**POLECENIE**
Ujmij wiersze wszystkich poniższych pozycji w listę numerowaną, pomijając puste wiersze.

--------------------------------

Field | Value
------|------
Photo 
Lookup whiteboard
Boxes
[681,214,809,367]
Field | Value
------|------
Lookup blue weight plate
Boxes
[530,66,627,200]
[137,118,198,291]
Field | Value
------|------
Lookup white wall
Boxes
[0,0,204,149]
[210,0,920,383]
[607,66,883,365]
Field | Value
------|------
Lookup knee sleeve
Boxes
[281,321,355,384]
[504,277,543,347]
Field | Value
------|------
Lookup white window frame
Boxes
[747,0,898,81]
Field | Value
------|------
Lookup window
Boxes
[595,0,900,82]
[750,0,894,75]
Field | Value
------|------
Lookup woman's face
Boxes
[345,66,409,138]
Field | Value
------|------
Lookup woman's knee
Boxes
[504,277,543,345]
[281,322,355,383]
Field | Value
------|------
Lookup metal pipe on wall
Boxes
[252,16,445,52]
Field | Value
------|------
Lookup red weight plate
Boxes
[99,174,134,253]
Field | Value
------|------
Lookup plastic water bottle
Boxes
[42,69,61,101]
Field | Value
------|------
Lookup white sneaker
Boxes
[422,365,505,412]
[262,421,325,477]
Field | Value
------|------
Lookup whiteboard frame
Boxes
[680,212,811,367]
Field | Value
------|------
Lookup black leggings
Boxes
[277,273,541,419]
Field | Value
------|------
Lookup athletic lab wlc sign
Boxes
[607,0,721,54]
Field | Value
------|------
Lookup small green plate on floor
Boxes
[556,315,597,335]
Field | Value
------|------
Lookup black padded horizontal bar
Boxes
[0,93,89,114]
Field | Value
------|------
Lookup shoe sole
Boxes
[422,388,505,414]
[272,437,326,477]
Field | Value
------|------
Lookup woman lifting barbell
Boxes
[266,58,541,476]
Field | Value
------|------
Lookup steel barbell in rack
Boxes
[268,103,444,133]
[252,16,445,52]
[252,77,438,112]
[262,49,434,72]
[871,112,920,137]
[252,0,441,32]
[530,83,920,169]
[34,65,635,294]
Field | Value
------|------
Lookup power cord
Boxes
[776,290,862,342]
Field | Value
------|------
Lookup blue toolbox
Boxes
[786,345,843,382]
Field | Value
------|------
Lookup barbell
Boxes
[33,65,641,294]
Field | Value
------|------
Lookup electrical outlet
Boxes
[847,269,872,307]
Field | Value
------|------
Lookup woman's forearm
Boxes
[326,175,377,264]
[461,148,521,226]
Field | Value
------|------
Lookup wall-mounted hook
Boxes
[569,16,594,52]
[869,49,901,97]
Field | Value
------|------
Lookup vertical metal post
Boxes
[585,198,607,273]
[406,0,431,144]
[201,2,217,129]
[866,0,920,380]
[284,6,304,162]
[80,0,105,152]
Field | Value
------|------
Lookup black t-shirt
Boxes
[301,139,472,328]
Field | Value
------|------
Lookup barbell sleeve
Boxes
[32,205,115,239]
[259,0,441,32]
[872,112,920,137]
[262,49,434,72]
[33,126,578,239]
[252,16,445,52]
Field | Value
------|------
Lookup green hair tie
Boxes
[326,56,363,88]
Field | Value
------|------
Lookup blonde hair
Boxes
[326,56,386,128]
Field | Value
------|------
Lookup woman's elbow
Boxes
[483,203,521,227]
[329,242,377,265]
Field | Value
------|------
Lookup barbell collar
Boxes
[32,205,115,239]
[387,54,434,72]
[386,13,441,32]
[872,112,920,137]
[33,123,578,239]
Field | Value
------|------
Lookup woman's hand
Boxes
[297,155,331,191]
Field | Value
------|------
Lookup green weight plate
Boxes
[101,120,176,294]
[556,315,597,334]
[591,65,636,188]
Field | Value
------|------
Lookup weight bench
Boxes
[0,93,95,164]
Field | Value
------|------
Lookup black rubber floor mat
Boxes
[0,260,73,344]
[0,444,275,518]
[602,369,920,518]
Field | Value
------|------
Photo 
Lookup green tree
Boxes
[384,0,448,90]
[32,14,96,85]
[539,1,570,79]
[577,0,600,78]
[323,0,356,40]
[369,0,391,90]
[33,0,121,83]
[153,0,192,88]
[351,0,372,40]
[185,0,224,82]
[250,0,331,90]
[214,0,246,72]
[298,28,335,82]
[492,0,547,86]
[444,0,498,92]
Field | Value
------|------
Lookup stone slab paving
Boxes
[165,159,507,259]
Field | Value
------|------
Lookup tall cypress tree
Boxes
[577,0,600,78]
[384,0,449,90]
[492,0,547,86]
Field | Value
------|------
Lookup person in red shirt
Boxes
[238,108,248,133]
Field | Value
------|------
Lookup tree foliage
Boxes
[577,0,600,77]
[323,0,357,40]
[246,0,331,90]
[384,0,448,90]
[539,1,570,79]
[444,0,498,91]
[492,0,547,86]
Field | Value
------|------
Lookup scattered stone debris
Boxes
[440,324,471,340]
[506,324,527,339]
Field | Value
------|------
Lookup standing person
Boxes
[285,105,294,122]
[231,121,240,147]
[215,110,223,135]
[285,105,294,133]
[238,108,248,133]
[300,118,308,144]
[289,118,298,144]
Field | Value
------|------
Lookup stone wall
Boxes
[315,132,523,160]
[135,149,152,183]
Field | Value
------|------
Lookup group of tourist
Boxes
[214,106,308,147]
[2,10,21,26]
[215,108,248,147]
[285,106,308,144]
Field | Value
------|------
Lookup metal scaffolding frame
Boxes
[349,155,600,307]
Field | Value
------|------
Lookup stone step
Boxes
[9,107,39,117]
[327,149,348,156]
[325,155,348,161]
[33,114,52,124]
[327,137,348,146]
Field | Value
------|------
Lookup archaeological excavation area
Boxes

--------------------------------

**ODPOWIEDŹ**
1. Field | Value
2. ------|------
3. Photo 
4. Lookup whiteboard
5. Boxes
6. [681,214,809,367]
7. Field | Value
8. ------|------
9. Lookup blue weight plate
10. Boxes
11. [530,66,627,200]
12. [137,118,198,291]
13. Field | Value
14. ------|------
15. Lookup white wall
16. Boxes
17. [0,0,204,149]
18. [210,0,920,383]
19. [607,66,883,365]
20. Field | Value
21. ------|------
22. Lookup knee sleeve
23. Boxes
24. [281,321,355,384]
25. [504,277,543,347]
26. Field | Value
27. ------|------
28. Lookup white window frame
29. Boxes
30. [747,0,898,81]
31. Field | Value
32. ------|------
33. Lookup window
34. Boxes
35. [595,0,900,82]
36. [750,0,894,75]
37. Field | Value
38. ------|------
39. Lookup woman's face
40. Boxes
41. [345,66,409,138]
42. Field | Value
43. ------|------
44. Lookup woman's knee
45. Boxes
46. [504,277,543,345]
47. [281,322,355,383]
48. Field | Value
49. ------|------
50. Lookup metal pipe on wall
51. Boxes
52. [252,16,445,52]
53. Field | Value
54. ------|------
55. Lookup red weight plate
56. Boxes
57. [99,174,134,253]
58. Field | Value
59. ------|------
60. Lookup plastic water bottle
61. Boxes
62. [42,69,61,101]
63. Field | Value
64. ------|------
65. Lookup white sneaker
66. Boxes
67. [422,365,505,412]
68. [262,421,325,477]
69. Field | Value
70. ------|------
71. Lookup whiteboard frame
72. Boxes
73. [680,212,811,367]
74. Field | Value
75. ------|------
76. Lookup black leggings
77. Boxes
78. [277,273,541,419]
79. Field | Value
80. ------|------
81. Lookup athletic lab wlc sign
82. Boxes
83. [607,0,721,54]
84. Field | Value
85. ------|------
86. Lookup small green plate on floor
87. Boxes
88. [556,315,597,335]
89. Field | Value
90. ------|------
91. Lookup black padded horizontal bar
92. Boxes
93. [0,93,89,114]
94. Field | Value
95. ------|------
96. Lookup shoe sole
97. Boxes
98. [422,388,505,414]
99. [272,437,326,477]
100. Field | Value
101. ------|------
102. Lookup woman lifting barbell
103. Boxes
104. [266,58,541,476]
105. Field | Value
106. ------|------
107. Lookup steel barbell in rack
108. Boxes
109. [268,103,444,133]
110. [252,16,445,52]
111. [252,77,438,112]
112. [262,49,434,72]
113. [871,112,920,137]
114. [252,0,441,32]
115. [530,83,920,169]
116. [34,65,635,294]
117. Field | Value
118. ------|------
119. Lookup power cord
120. Boxes
121. [776,290,862,342]
122. Field | Value
123. ------|------
124. Lookup blue toolbox
125. Boxes
126. [786,345,843,382]
127. Field | Value
128. ------|------
129. Lookup barbell
130. Boxes
131. [33,65,641,294]
132. Field | Value
133. ------|------
134. Lookup electrical outlet
135. Boxes
136. [847,269,872,307]
137. Field | Value
138. ------|------
139. Lookup woman's forearm
140. Boxes
141. [326,175,377,264]
142. [461,148,521,226]
143. Field | Value
144. ------|------
145. Lookup wall-mounted hook
146. Boxes
147. [569,16,594,52]
148. [869,49,901,97]
149. Field | Value
150. ------|------
151. Lookup vertical metal post
152. Boxes
153. [585,198,607,273]
154. [406,0,431,144]
155. [201,2,217,129]
156. [866,0,920,380]
157. [284,6,304,162]
158. [80,0,105,152]
159. Field | Value
160. ------|------
161. Lookup black t-shirt
162. Boxes
163. [301,139,472,328]
164. Field | Value
165. ------|------
166. Lookup barbell sleeve
167. Boxes
168. [32,205,115,239]
169. [259,0,441,32]
170. [872,112,920,137]
171. [262,49,434,72]
172. [33,126,578,239]
173. [252,16,445,52]
174. Field | Value
175. ------|------
176. Lookup green hair tie
177. Boxes
178. [326,56,363,88]
179. Field | Value
180. ------|------
181. Lookup blonde hair
182. Boxes
183. [326,56,386,128]
184. Field | Value
185. ------|------
186. Lookup woman's elbow
187. Boxes
188. [483,203,521,227]
189. [329,242,377,265]
190. Field | Value
191. ------|------
192. Lookup barbell collar
193. Boxes
194. [32,205,115,239]
195. [387,54,434,72]
196. [386,13,441,32]
197. [872,112,920,137]
198. [33,123,578,239]
199. Field | Value
200. ------|------
201. Lookup woman's hand
202. Boxes
203. [297,155,331,191]
204. Field | Value
205. ------|------
206. Lookup green weight plate
207. Boxes
208. [101,120,176,294]
209. [556,315,597,334]
210. [591,65,636,188]
211. Field | Value
212. ------|------
213. Lookup weight bench
214. Boxes
215. [0,93,95,164]
216. Field | Value
217. ------|------
218. Lookup black rubber floor mat
219. Boxes
220. [0,260,73,344]
221. [0,444,275,518]
222. [602,369,920,518]
223. Field | Value
224. ------|------
225. Photo 
226. Lookup green tree
227. Boxes
228. [384,0,448,90]
229. [32,14,96,85]
230. [539,1,570,79]
231. [577,0,600,78]
232. [323,0,356,40]
233. [369,0,391,90]
234. [33,0,121,83]
235. [153,0,192,88]
236. [351,0,372,40]
237. [185,0,224,82]
238. [250,0,331,90]
239. [214,0,246,72]
240. [298,28,335,82]
241. [492,0,547,86]
242. [444,0,498,92]
243. Field | Value
244. ------|------
245. Lookup stone slab paving
246. Boxes
247. [165,159,507,259]
248. Field | Value
249. ------|------
250. Lookup tall cypress tree
251. Boxes
252. [577,0,600,78]
253. [384,0,449,90]
254. [492,0,547,86]
255. Field | Value
256. ------|------
257. Lookup person in red shirt
258. Boxes
259. [238,108,248,133]
260. Field | Value
261. ------|------
262. Lookup tree foliage
263. Boxes
264. [577,0,600,77]
265. [323,0,357,40]
266. [246,0,331,90]
267. [384,0,448,90]
268. [539,1,570,79]
269. [444,0,498,91]
270. [492,0,547,86]
271. Field | Value
272. ------|------
273. Lookup scattered stone debris
274. Boxes
275. [440,324,471,340]
276. [506,324,527,339]
277. Field | Value
278. ------|------
279. Lookup standing person
280. Boxes
281. [285,105,294,122]
282. [231,121,240,147]
283. [215,110,223,135]
284. [285,105,294,133]
285. [238,108,248,133]
286. [300,118,308,144]
287. [289,118,298,144]
288. Field | Value
289. ------|------
290. Lookup stone wall
291. Boxes
292. [315,132,523,160]
293. [135,149,152,183]
294. Field | Value
295. ------|------
296. Lookup group of tourist
297. Boxes
298. [214,106,308,147]
299. [2,10,21,26]
300. [215,108,248,147]
301. [285,106,308,144]
302. Field | Value
303. ------|------
304. Lookup metal scaffolding frame
305. Boxes
306. [349,155,600,307]
307. Field | Value
308. ------|------
309. Lookup stone step
310. Boxes
311. [9,107,39,117]
312. [327,149,348,156]
313. [325,155,348,161]
314. [33,114,52,124]
315. [327,137,348,146]
316. Field | Value
317. ------|------
318. Lookup archaeological excavation area
319. Boxes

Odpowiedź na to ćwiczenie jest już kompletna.